> **YOUR TASK**
Can you reproduce the data beneath, keeping every line exact?

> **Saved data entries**
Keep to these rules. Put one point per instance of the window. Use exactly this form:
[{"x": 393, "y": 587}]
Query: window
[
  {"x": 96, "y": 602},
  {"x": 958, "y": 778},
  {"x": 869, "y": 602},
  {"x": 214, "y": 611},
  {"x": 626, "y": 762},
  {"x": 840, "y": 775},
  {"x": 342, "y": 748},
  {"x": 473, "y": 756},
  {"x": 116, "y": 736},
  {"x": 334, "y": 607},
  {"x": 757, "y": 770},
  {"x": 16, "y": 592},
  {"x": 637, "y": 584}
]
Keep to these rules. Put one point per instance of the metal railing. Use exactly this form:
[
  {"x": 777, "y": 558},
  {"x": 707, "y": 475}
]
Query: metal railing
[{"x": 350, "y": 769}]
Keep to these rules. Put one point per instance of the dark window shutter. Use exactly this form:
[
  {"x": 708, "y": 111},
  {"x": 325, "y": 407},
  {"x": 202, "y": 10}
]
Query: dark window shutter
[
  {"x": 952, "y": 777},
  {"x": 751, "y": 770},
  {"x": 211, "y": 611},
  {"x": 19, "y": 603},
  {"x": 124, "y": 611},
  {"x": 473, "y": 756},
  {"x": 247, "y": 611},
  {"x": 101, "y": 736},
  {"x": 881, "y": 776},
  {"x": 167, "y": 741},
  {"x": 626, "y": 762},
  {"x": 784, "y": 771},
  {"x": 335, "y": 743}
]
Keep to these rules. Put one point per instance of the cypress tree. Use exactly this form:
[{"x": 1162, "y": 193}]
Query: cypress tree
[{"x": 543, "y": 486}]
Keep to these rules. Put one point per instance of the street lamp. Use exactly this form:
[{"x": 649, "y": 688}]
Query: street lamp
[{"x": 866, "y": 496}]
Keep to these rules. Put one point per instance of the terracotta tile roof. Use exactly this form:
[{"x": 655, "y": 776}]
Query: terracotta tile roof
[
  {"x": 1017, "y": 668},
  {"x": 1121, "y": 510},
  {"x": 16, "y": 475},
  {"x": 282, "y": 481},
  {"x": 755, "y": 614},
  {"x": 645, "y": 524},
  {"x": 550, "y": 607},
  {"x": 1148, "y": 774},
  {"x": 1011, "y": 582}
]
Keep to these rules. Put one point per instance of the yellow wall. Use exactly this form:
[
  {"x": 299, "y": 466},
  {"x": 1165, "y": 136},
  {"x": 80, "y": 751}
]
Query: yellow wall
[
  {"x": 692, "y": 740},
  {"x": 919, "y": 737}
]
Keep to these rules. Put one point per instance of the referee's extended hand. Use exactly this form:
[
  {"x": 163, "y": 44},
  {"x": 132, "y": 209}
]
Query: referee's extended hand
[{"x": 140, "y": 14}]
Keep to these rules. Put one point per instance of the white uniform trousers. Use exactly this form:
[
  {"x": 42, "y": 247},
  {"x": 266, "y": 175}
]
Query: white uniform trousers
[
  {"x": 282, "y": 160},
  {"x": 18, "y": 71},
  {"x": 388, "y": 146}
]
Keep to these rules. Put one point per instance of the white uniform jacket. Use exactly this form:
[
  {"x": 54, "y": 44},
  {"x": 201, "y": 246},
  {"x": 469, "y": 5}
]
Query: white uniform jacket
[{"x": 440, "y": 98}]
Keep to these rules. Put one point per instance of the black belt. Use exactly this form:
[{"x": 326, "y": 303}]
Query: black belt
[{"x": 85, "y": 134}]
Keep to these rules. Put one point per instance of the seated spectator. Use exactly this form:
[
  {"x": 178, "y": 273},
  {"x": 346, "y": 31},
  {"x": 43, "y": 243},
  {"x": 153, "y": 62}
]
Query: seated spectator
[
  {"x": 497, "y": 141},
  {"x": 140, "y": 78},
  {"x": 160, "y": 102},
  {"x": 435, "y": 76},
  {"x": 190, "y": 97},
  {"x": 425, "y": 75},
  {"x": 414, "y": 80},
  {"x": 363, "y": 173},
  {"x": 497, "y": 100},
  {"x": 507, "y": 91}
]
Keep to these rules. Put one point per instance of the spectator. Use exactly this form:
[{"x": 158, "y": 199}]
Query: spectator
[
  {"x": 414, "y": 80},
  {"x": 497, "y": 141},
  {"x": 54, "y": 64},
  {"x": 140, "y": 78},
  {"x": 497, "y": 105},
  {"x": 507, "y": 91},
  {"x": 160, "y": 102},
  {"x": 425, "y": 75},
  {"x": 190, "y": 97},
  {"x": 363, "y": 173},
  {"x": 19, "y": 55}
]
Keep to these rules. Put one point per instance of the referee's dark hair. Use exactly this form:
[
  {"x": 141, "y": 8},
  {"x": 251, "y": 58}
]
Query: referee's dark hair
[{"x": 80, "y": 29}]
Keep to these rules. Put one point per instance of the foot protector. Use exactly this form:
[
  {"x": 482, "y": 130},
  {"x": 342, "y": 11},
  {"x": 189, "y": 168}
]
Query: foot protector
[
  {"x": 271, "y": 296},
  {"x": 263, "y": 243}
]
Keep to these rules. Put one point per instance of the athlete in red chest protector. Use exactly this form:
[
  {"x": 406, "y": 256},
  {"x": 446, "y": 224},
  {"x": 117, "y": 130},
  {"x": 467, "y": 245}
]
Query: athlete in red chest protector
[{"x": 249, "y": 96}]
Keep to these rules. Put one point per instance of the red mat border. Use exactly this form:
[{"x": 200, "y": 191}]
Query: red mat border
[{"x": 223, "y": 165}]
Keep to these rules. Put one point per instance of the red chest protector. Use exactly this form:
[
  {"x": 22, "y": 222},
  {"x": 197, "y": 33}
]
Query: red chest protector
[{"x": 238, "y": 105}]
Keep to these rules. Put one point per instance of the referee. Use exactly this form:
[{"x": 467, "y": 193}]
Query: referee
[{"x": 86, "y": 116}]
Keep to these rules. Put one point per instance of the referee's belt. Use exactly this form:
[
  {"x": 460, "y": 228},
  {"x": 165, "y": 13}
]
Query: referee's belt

> **THE ANSWER**
Keep to these rules. Put one point per instance of the window. Use exactly this form:
[{"x": 393, "y": 587}]
Query: window
[
  {"x": 96, "y": 602},
  {"x": 958, "y": 778},
  {"x": 869, "y": 602},
  {"x": 214, "y": 611},
  {"x": 626, "y": 762},
  {"x": 840, "y": 775},
  {"x": 342, "y": 748},
  {"x": 473, "y": 756},
  {"x": 116, "y": 736},
  {"x": 334, "y": 607},
  {"x": 757, "y": 770},
  {"x": 16, "y": 592},
  {"x": 637, "y": 584}
]
Keep to these rules. Put one point per instance of the metal railing. Use exactly this form:
[
  {"x": 777, "y": 558},
  {"x": 707, "y": 475}
]
Query: metal railing
[{"x": 350, "y": 769}]
Keep to these rules. Put one point per instance of the dark window shutter. Use exactly this form:
[
  {"x": 708, "y": 111},
  {"x": 325, "y": 407},
  {"x": 202, "y": 10}
]
Query: dark window shutter
[
  {"x": 952, "y": 777},
  {"x": 751, "y": 770},
  {"x": 211, "y": 611},
  {"x": 19, "y": 603},
  {"x": 124, "y": 611},
  {"x": 473, "y": 756},
  {"x": 247, "y": 611},
  {"x": 101, "y": 736},
  {"x": 881, "y": 776},
  {"x": 167, "y": 741},
  {"x": 626, "y": 762},
  {"x": 784, "y": 771},
  {"x": 335, "y": 743}
]
Keep to these rules. Put one point per instance of the cypress tree. Use exactly this form:
[{"x": 1162, "y": 193}]
Query: cypress tree
[{"x": 543, "y": 486}]
Keep to these rules. Put one point per instance of the street lamp. Use exactly this form:
[{"x": 649, "y": 688}]
Query: street lamp
[{"x": 866, "y": 496}]
Keep to these rules. Put one point per instance of the terracotta tile roof. Use exactly this form:
[{"x": 655, "y": 776}]
Query: terracotta tile roof
[
  {"x": 1017, "y": 668},
  {"x": 1121, "y": 510},
  {"x": 16, "y": 475},
  {"x": 282, "y": 481},
  {"x": 755, "y": 614},
  {"x": 645, "y": 524},
  {"x": 550, "y": 607},
  {"x": 1148, "y": 774},
  {"x": 1011, "y": 582}
]
Keep to these rules. Put one point per instance of the yellow wall. Use exactly this form:
[
  {"x": 299, "y": 466},
  {"x": 1165, "y": 136},
  {"x": 80, "y": 751}
]
Query: yellow wall
[
  {"x": 692, "y": 740},
  {"x": 919, "y": 737}
]
Keep to these rules. Put one point per instance of the referee's extended hand. Use exactly this form:
[
  {"x": 163, "y": 44},
  {"x": 132, "y": 209}
]
Query: referee's extended hand
[{"x": 140, "y": 14}]
Keep to these rules. Put one point per instance of the white uniform trousers. Use exactly this form:
[
  {"x": 42, "y": 247},
  {"x": 266, "y": 175}
]
Query: white uniform trousers
[
  {"x": 282, "y": 160},
  {"x": 18, "y": 71},
  {"x": 388, "y": 146}
]
Keep to these rules. Put one point per instance of the white uniform jacket. Use exactly this form:
[
  {"x": 54, "y": 44},
  {"x": 201, "y": 246},
  {"x": 469, "y": 5}
]
Query: white uniform jacket
[{"x": 440, "y": 98}]
Keep to these rules. Put one point per instance of the black belt. Use exactly this form:
[{"x": 326, "y": 303}]
Query: black belt
[{"x": 85, "y": 134}]
Keep to these rules. Put one point per instance of the seated spectator. Use exactly this form:
[
  {"x": 178, "y": 273},
  {"x": 346, "y": 31},
  {"x": 43, "y": 243},
  {"x": 153, "y": 62}
]
Query: seated spectator
[
  {"x": 497, "y": 141},
  {"x": 140, "y": 78},
  {"x": 160, "y": 102},
  {"x": 435, "y": 76},
  {"x": 190, "y": 97},
  {"x": 425, "y": 75},
  {"x": 414, "y": 80},
  {"x": 363, "y": 173},
  {"x": 497, "y": 100},
  {"x": 507, "y": 91}
]
Keep to these rules. Put one point per instance of the spectator. Use exactly this form:
[{"x": 158, "y": 199}]
Query: spectator
[
  {"x": 414, "y": 80},
  {"x": 497, "y": 141},
  {"x": 54, "y": 64},
  {"x": 140, "y": 78},
  {"x": 497, "y": 105},
  {"x": 507, "y": 91},
  {"x": 160, "y": 102},
  {"x": 425, "y": 75},
  {"x": 190, "y": 97},
  {"x": 363, "y": 173},
  {"x": 19, "y": 55}
]
Keep to these rules. Put one point per instance of the referee's dark hair. Use exactly this form:
[
  {"x": 141, "y": 8},
  {"x": 251, "y": 58}
]
Query: referee's dark hair
[{"x": 80, "y": 29}]
Keep to these rules. Put one point per instance of the foot protector. Use exactly this form:
[
  {"x": 482, "y": 130},
  {"x": 342, "y": 11},
  {"x": 189, "y": 168}
]
Query: foot protector
[
  {"x": 271, "y": 296},
  {"x": 263, "y": 243}
]
Keep to these rules. Put one point per instance of the athlete in red chest protector. Use exactly this form:
[
  {"x": 406, "y": 256},
  {"x": 446, "y": 224},
  {"x": 117, "y": 130},
  {"x": 467, "y": 245}
]
Query: athlete in red chest protector
[{"x": 249, "y": 96}]
Keep to these rules. Put one point per instance of the red mat border. Use exactly this form:
[{"x": 200, "y": 191}]
Query: red mat border
[{"x": 223, "y": 165}]
Keep to these rules. Put one point per instance of the red chest protector. Use exactly this form:
[
  {"x": 22, "y": 222},
  {"x": 197, "y": 33}
]
Query: red chest protector
[{"x": 238, "y": 105}]
Keep to these rules. Put one point per instance of the referee. Use exactly this form:
[{"x": 467, "y": 193}]
Query: referee
[{"x": 86, "y": 116}]
Keep to these rules. Put one point per instance of the referee's belt. Use exactly this form:
[
  {"x": 460, "y": 228},
  {"x": 165, "y": 13}
]
Query: referee's belt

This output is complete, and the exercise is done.